Output exactly the lines from the one with "the tree trunk." through the last line of the data below, both included, and nothing more.

*** Opening of Data ***

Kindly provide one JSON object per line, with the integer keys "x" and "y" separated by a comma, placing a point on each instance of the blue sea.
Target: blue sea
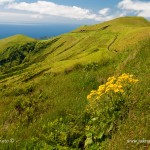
{"x": 35, "y": 31}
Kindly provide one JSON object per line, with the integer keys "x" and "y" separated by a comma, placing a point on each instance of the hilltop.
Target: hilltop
{"x": 41, "y": 80}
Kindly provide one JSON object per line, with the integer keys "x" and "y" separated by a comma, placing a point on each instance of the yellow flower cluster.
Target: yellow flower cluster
{"x": 114, "y": 83}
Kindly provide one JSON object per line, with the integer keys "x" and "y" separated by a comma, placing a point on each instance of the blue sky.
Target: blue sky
{"x": 69, "y": 11}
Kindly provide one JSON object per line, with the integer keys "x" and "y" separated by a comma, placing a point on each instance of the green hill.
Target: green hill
{"x": 44, "y": 85}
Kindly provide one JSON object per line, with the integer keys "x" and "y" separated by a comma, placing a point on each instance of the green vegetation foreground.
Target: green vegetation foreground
{"x": 44, "y": 87}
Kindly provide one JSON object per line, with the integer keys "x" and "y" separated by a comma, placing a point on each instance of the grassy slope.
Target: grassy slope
{"x": 58, "y": 80}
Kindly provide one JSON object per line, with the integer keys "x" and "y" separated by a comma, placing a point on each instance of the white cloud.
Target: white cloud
{"x": 6, "y": 1}
{"x": 50, "y": 8}
{"x": 140, "y": 8}
{"x": 104, "y": 11}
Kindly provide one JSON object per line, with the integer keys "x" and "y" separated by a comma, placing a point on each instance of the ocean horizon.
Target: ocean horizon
{"x": 36, "y": 31}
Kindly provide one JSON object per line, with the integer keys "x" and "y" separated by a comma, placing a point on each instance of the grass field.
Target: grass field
{"x": 44, "y": 86}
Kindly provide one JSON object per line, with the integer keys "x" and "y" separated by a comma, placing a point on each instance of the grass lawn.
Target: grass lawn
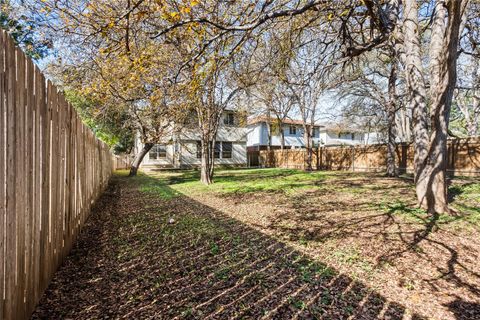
{"x": 271, "y": 243}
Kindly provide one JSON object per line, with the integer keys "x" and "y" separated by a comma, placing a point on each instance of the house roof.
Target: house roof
{"x": 341, "y": 128}
{"x": 260, "y": 119}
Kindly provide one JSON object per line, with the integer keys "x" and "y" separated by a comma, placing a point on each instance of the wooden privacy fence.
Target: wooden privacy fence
{"x": 52, "y": 168}
{"x": 463, "y": 158}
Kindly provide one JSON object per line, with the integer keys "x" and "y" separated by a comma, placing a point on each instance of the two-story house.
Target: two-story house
{"x": 257, "y": 134}
{"x": 183, "y": 149}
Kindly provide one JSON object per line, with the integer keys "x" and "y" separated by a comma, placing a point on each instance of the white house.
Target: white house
{"x": 182, "y": 150}
{"x": 257, "y": 136}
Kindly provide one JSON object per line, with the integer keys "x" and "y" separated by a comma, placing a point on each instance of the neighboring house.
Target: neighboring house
{"x": 182, "y": 150}
{"x": 257, "y": 136}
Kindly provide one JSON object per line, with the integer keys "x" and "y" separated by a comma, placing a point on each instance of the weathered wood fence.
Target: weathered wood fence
{"x": 463, "y": 158}
{"x": 52, "y": 169}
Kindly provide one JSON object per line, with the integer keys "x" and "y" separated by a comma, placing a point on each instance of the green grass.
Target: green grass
{"x": 169, "y": 184}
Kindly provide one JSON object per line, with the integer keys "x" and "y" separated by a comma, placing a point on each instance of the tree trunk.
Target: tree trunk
{"x": 430, "y": 152}
{"x": 139, "y": 158}
{"x": 205, "y": 170}
{"x": 416, "y": 94}
{"x": 308, "y": 145}
{"x": 391, "y": 120}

*** Close of Data ***

● Task result:
Kindly provide one JSON object per line, with the integer keys "x" and "y" separated by a comma, placing a point on each instance of the tree trunk.
Target: tree trunk
{"x": 430, "y": 152}
{"x": 139, "y": 158}
{"x": 205, "y": 170}
{"x": 416, "y": 94}
{"x": 308, "y": 145}
{"x": 391, "y": 120}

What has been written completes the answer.